- _SUPPLIED RECORDS_:
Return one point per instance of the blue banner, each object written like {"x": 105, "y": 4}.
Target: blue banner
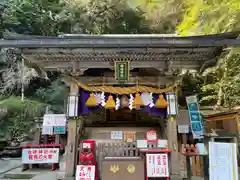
{"x": 195, "y": 117}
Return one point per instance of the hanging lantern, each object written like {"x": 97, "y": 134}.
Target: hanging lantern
{"x": 110, "y": 104}
{"x": 161, "y": 102}
{"x": 124, "y": 101}
{"x": 138, "y": 100}
{"x": 92, "y": 101}
{"x": 172, "y": 103}
{"x": 118, "y": 103}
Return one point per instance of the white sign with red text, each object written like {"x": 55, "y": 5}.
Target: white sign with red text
{"x": 85, "y": 172}
{"x": 157, "y": 165}
{"x": 40, "y": 155}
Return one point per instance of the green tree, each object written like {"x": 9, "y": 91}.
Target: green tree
{"x": 221, "y": 83}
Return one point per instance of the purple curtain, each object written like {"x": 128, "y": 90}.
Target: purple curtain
{"x": 83, "y": 109}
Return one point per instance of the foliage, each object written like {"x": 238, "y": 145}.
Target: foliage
{"x": 20, "y": 115}
{"x": 221, "y": 83}
{"x": 163, "y": 16}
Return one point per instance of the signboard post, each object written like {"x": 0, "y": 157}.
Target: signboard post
{"x": 85, "y": 172}
{"x": 40, "y": 155}
{"x": 157, "y": 165}
{"x": 223, "y": 161}
{"x": 195, "y": 117}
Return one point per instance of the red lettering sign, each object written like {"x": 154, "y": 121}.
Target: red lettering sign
{"x": 49, "y": 156}
{"x": 30, "y": 157}
{"x": 35, "y": 157}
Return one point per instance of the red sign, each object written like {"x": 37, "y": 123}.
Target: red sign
{"x": 157, "y": 165}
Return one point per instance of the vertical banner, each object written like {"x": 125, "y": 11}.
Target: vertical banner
{"x": 195, "y": 117}
{"x": 223, "y": 161}
{"x": 85, "y": 172}
{"x": 157, "y": 165}
{"x": 122, "y": 70}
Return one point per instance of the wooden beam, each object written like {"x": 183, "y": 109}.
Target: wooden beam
{"x": 148, "y": 80}
{"x": 116, "y": 50}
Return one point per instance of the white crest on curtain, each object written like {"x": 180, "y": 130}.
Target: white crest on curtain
{"x": 117, "y": 103}
{"x": 103, "y": 99}
{"x": 131, "y": 102}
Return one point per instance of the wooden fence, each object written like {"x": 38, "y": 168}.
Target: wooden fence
{"x": 120, "y": 150}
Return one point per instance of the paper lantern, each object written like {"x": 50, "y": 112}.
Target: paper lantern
{"x": 138, "y": 100}
{"x": 110, "y": 104}
{"x": 172, "y": 103}
{"x": 161, "y": 102}
{"x": 92, "y": 101}
{"x": 124, "y": 102}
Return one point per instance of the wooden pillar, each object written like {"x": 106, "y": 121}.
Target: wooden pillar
{"x": 72, "y": 131}
{"x": 173, "y": 145}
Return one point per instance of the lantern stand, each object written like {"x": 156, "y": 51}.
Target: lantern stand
{"x": 188, "y": 152}
{"x": 153, "y": 151}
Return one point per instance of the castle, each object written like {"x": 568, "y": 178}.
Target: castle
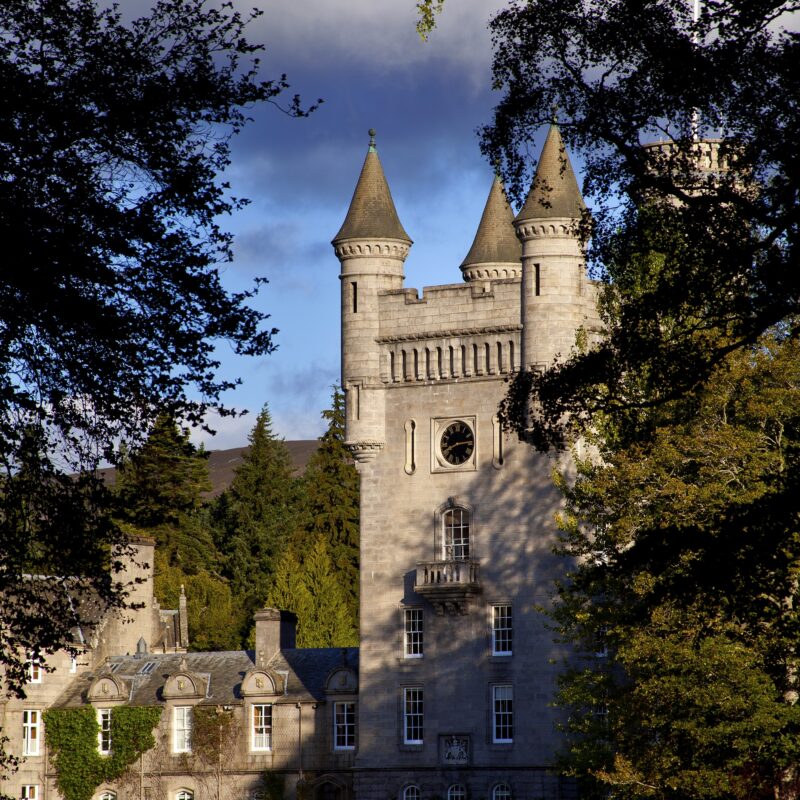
{"x": 448, "y": 695}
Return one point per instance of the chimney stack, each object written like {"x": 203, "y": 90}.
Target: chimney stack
{"x": 275, "y": 630}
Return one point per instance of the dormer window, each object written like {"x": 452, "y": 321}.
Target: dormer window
{"x": 182, "y": 729}
{"x": 104, "y": 734}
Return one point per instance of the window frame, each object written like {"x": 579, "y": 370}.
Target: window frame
{"x": 31, "y": 731}
{"x": 413, "y": 636}
{"x": 460, "y": 550}
{"x": 265, "y": 709}
{"x": 185, "y": 730}
{"x": 413, "y": 720}
{"x": 496, "y": 629}
{"x": 502, "y": 716}
{"x": 456, "y": 791}
{"x": 502, "y": 791}
{"x": 104, "y": 732}
{"x": 347, "y": 727}
{"x": 411, "y": 791}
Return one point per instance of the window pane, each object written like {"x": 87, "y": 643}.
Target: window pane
{"x": 456, "y": 534}
{"x": 501, "y": 792}
{"x": 262, "y": 727}
{"x": 413, "y": 632}
{"x": 344, "y": 726}
{"x": 182, "y": 723}
{"x": 503, "y": 701}
{"x": 457, "y": 792}
{"x": 502, "y": 632}
{"x": 413, "y": 715}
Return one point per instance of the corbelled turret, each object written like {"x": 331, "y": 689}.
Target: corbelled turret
{"x": 371, "y": 246}
{"x": 554, "y": 192}
{"x": 372, "y": 214}
{"x": 496, "y": 251}
{"x": 553, "y": 271}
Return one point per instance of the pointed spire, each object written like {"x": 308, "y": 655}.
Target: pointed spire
{"x": 496, "y": 244}
{"x": 554, "y": 192}
{"x": 372, "y": 214}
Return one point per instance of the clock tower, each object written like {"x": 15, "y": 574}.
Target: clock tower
{"x": 457, "y": 669}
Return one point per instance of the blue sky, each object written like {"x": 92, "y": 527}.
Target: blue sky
{"x": 426, "y": 100}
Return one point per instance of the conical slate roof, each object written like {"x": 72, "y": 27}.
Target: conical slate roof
{"x": 495, "y": 242}
{"x": 554, "y": 192}
{"x": 372, "y": 214}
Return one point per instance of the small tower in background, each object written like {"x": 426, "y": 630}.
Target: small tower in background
{"x": 371, "y": 247}
{"x": 553, "y": 260}
{"x": 496, "y": 251}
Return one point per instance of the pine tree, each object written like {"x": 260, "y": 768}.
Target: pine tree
{"x": 290, "y": 593}
{"x": 331, "y": 494}
{"x": 312, "y": 589}
{"x": 257, "y": 513}
{"x": 160, "y": 491}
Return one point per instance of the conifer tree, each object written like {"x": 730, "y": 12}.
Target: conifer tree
{"x": 160, "y": 490}
{"x": 312, "y": 589}
{"x": 290, "y": 593}
{"x": 331, "y": 499}
{"x": 258, "y": 514}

- _SHORT PROBLEM_:
Reproduce every line above, from the line containing "Return one point per instance of the blue sky, each" down to the last of the rows, keeping each one unchanged.

- _WORKED ANSWER_:
Return one point per instance of the blue sky, each object written like {"x": 92, "y": 527}.
Target: blue sky
{"x": 426, "y": 100}
Return one point per instance of the conical slate roof, each object written like {"x": 72, "y": 27}.
Target: conical slate roof
{"x": 495, "y": 242}
{"x": 554, "y": 192}
{"x": 372, "y": 214}
Return one point per instance of the small tower in background, each object written like {"x": 426, "y": 630}.
Target: small tower in background
{"x": 371, "y": 247}
{"x": 553, "y": 260}
{"x": 496, "y": 251}
Return one point per instance of the pine tree, each object written like {"x": 260, "y": 768}.
Target: pine tree
{"x": 290, "y": 593}
{"x": 331, "y": 494}
{"x": 312, "y": 589}
{"x": 257, "y": 513}
{"x": 160, "y": 491}
Return one point per instance of the conifer tree, each object written like {"x": 730, "y": 12}.
Target: conifer tree
{"x": 160, "y": 490}
{"x": 312, "y": 589}
{"x": 290, "y": 593}
{"x": 331, "y": 499}
{"x": 258, "y": 514}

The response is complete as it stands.